=== RAW RECORDS ===
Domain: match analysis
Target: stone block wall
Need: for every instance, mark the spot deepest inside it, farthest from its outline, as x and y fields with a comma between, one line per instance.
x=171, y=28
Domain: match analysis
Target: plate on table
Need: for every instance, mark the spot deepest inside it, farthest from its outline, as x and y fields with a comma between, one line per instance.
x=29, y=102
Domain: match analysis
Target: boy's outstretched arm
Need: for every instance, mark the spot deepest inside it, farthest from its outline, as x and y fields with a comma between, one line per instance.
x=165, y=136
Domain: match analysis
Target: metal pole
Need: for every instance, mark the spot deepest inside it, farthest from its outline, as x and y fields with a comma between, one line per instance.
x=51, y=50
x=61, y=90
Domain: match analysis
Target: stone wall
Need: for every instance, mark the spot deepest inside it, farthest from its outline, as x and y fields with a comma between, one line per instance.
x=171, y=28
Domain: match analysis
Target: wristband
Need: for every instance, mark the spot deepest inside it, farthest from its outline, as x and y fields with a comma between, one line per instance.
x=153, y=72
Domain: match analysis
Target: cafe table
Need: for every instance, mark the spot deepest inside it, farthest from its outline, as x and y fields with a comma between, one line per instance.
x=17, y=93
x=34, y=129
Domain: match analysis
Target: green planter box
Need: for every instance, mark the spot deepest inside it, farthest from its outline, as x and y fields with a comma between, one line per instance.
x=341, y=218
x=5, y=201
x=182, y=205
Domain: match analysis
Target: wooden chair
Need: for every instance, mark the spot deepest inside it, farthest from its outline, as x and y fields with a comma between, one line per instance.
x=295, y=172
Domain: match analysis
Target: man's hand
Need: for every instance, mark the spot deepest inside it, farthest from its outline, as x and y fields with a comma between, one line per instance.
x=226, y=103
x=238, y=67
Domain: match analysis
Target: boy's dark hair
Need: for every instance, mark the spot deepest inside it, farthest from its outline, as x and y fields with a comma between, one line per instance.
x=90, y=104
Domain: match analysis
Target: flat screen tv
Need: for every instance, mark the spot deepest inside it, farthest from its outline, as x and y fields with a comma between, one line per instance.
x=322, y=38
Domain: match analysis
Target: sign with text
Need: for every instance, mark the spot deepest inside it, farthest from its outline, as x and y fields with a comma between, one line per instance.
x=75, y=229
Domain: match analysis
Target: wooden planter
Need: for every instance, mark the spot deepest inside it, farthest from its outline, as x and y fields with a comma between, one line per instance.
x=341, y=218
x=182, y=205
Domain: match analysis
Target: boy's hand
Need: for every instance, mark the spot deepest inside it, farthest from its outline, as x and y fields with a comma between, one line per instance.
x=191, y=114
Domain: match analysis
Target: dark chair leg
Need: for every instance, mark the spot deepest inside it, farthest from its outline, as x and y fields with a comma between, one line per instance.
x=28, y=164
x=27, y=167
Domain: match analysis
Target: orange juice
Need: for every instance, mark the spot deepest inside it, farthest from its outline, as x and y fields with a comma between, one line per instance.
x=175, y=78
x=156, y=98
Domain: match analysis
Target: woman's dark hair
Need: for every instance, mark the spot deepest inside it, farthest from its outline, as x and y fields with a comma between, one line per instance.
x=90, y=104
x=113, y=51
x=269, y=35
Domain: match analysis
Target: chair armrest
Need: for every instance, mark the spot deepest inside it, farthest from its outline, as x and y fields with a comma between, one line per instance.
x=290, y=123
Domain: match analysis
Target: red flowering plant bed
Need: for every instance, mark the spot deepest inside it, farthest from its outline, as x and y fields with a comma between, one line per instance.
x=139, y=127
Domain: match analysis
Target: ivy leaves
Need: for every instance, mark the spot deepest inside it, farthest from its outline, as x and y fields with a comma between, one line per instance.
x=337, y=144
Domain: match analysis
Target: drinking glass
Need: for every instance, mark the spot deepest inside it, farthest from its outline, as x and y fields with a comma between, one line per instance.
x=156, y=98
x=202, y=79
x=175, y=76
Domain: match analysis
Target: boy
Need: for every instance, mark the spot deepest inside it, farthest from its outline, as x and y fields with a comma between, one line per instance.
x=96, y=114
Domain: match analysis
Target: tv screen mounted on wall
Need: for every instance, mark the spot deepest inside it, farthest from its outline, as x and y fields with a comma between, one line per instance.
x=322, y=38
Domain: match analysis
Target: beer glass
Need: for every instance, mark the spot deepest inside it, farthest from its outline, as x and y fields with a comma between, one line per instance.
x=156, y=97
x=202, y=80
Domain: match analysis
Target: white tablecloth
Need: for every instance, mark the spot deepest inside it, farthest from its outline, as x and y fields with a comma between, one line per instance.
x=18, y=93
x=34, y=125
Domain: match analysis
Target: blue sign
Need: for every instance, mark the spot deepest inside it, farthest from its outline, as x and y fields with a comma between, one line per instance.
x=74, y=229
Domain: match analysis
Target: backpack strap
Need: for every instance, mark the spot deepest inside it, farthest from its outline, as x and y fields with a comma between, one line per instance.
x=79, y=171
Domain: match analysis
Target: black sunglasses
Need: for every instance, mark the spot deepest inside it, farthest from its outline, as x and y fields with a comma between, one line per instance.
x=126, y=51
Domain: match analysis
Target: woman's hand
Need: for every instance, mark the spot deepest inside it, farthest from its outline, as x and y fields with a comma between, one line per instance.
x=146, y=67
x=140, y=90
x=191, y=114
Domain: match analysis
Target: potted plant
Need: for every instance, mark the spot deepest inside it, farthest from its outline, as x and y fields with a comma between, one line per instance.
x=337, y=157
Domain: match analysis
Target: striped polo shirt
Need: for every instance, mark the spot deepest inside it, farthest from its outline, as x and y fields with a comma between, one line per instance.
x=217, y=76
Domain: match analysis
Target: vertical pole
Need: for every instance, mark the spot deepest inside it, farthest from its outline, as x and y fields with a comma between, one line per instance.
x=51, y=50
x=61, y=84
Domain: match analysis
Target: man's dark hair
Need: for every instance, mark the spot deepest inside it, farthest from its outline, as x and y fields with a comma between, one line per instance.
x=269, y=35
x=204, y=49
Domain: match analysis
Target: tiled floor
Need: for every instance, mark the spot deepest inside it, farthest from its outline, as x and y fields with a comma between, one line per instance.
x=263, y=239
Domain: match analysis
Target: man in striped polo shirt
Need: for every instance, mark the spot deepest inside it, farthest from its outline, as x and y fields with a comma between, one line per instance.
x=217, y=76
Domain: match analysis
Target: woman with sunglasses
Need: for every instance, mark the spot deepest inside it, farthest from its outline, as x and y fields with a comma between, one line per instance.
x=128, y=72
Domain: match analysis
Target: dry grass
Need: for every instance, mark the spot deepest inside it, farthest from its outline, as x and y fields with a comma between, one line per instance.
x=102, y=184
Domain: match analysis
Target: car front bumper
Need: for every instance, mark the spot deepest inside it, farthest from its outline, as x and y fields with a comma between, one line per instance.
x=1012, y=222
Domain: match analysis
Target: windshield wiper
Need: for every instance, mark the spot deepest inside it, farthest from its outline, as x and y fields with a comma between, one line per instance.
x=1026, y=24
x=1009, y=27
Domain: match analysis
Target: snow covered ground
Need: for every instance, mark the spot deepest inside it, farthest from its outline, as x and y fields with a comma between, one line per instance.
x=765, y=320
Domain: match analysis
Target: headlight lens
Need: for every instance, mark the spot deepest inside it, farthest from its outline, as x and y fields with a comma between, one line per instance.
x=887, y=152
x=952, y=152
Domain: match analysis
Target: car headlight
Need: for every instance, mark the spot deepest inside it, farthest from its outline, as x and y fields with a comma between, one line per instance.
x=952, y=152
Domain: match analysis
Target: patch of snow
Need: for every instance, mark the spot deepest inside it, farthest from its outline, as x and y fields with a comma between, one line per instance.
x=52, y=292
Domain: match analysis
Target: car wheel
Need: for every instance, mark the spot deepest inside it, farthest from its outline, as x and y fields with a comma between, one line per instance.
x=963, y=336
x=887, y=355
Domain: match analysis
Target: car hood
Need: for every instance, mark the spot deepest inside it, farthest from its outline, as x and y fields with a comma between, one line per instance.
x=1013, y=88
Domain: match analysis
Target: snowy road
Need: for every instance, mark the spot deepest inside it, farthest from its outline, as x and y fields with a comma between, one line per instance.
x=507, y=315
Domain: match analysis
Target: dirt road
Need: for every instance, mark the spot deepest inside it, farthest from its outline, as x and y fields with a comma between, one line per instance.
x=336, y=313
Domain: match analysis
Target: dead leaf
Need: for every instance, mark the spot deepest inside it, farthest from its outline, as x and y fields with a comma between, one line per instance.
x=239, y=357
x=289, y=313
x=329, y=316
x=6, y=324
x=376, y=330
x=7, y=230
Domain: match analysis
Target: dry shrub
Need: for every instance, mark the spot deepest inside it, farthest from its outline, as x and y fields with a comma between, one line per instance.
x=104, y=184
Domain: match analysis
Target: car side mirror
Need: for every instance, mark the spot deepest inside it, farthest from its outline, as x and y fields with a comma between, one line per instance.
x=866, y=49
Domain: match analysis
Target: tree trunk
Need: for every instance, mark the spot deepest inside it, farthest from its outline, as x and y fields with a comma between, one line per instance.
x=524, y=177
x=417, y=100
===
▶ PROBLEM REQUIREMENTS:
Report every line of the material above that contains the string "dark", treating uppercase and lowercase as different.

▶ FINAL RESULT:
Target: boy's dark hair
Target: dark chair leg
Target: woman's dark hair
Target: man's dark hair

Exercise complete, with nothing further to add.